- Records provided
------------------------------
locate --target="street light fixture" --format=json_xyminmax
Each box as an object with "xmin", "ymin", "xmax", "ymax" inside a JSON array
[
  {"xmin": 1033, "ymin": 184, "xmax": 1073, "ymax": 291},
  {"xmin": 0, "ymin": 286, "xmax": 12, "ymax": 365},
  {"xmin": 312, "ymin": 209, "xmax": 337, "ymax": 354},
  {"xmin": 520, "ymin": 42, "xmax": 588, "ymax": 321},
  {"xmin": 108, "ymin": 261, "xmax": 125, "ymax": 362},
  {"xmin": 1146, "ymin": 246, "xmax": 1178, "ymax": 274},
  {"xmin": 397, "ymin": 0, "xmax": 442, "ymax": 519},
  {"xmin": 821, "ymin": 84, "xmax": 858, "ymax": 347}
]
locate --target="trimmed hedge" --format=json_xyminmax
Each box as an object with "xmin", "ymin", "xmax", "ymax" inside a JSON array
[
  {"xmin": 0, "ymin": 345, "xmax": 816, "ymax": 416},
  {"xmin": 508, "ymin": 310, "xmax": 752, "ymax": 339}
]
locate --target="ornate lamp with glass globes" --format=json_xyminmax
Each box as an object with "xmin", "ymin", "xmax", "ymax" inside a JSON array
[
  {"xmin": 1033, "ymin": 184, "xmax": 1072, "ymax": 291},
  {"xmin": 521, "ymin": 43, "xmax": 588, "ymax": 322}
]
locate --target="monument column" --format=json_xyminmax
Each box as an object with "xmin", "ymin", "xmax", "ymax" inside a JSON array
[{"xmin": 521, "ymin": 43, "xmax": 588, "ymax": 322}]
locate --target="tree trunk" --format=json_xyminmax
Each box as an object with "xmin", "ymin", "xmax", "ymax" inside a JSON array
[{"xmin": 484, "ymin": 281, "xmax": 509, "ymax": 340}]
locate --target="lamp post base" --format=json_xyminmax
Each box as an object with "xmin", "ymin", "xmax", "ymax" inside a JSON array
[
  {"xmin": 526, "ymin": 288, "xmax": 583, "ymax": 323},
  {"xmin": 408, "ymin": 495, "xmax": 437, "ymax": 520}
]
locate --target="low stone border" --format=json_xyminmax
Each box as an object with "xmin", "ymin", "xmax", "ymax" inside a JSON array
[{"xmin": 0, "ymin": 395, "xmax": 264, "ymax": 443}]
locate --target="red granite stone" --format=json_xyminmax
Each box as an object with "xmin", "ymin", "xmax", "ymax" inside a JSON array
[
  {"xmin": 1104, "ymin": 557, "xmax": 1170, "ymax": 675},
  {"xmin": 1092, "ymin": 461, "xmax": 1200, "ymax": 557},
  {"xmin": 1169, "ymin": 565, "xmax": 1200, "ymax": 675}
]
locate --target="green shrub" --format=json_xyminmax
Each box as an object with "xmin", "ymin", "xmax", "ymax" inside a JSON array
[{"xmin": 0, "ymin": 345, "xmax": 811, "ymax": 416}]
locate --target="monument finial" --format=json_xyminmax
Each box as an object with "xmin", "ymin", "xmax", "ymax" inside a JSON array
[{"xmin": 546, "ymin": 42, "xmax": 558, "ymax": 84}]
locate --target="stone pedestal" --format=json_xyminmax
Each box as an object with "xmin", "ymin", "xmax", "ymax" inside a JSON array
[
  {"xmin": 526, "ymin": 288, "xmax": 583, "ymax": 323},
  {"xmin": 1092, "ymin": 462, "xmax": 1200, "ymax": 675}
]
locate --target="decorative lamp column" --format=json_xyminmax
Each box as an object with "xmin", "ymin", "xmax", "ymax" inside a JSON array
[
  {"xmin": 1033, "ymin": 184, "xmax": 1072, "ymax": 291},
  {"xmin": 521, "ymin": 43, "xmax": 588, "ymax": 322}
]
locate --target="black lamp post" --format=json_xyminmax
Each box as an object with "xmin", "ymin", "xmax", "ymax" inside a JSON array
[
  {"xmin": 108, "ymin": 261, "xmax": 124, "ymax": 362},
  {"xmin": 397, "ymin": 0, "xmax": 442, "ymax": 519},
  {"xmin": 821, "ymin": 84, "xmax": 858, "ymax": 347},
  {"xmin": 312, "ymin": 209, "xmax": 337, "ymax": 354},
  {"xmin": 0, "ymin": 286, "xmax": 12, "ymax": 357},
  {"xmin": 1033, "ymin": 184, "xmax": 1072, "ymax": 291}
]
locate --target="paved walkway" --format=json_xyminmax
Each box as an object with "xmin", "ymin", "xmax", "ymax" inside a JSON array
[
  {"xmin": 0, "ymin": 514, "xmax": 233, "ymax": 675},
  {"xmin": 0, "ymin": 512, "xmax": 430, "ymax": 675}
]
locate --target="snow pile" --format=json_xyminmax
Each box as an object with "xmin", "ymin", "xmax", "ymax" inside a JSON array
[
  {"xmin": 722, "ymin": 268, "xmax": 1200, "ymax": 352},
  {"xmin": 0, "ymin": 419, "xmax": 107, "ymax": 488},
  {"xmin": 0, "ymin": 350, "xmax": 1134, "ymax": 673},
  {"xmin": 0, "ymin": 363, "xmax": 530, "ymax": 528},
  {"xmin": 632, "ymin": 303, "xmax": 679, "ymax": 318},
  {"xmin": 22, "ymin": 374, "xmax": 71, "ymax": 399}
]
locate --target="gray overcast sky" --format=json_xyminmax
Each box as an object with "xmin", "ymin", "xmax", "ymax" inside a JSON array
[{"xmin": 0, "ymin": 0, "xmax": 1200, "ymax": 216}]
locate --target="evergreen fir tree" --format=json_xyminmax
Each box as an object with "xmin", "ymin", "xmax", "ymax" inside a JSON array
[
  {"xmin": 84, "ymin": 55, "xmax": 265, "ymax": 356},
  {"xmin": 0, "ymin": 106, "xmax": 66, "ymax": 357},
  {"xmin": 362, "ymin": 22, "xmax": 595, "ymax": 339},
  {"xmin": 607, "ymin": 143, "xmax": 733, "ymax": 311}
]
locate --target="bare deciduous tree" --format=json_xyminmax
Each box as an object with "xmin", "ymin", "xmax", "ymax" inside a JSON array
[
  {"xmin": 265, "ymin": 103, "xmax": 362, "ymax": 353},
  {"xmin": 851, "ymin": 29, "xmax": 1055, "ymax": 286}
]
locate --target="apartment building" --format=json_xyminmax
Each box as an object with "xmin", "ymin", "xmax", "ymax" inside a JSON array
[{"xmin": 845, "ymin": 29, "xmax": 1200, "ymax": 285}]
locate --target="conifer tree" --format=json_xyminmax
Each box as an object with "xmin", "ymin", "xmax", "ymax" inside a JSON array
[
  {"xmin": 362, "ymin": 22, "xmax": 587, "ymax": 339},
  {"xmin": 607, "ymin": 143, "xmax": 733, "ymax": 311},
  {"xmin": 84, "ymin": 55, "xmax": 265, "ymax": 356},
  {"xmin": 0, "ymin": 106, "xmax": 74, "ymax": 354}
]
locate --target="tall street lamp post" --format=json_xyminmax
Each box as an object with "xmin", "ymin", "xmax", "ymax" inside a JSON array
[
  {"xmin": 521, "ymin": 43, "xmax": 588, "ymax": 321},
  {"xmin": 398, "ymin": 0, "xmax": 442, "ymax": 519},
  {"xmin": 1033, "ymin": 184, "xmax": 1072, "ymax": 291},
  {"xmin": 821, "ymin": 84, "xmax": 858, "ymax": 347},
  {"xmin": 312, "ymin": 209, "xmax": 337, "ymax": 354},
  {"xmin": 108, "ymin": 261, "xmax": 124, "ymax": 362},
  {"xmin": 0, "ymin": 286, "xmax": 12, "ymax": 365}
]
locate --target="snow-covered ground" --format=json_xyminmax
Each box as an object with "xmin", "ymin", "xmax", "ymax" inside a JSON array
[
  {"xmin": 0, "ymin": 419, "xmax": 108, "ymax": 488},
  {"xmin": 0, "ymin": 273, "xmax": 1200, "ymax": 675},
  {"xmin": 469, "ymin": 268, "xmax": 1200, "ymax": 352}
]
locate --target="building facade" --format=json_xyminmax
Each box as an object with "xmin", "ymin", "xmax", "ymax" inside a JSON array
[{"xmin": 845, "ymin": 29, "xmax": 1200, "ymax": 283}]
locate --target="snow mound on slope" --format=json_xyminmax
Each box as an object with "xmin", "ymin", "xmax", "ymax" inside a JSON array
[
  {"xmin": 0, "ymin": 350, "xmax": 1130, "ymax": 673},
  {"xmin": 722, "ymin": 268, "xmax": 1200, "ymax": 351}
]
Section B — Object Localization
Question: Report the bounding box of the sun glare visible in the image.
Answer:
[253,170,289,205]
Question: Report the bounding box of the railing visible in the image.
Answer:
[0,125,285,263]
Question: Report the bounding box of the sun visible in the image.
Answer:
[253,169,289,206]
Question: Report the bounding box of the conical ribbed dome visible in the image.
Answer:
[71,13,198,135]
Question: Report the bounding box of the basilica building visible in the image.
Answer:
------------------------------
- What is required
Report the number of lines that contain the string "visible". Give only the number.

- Task result
5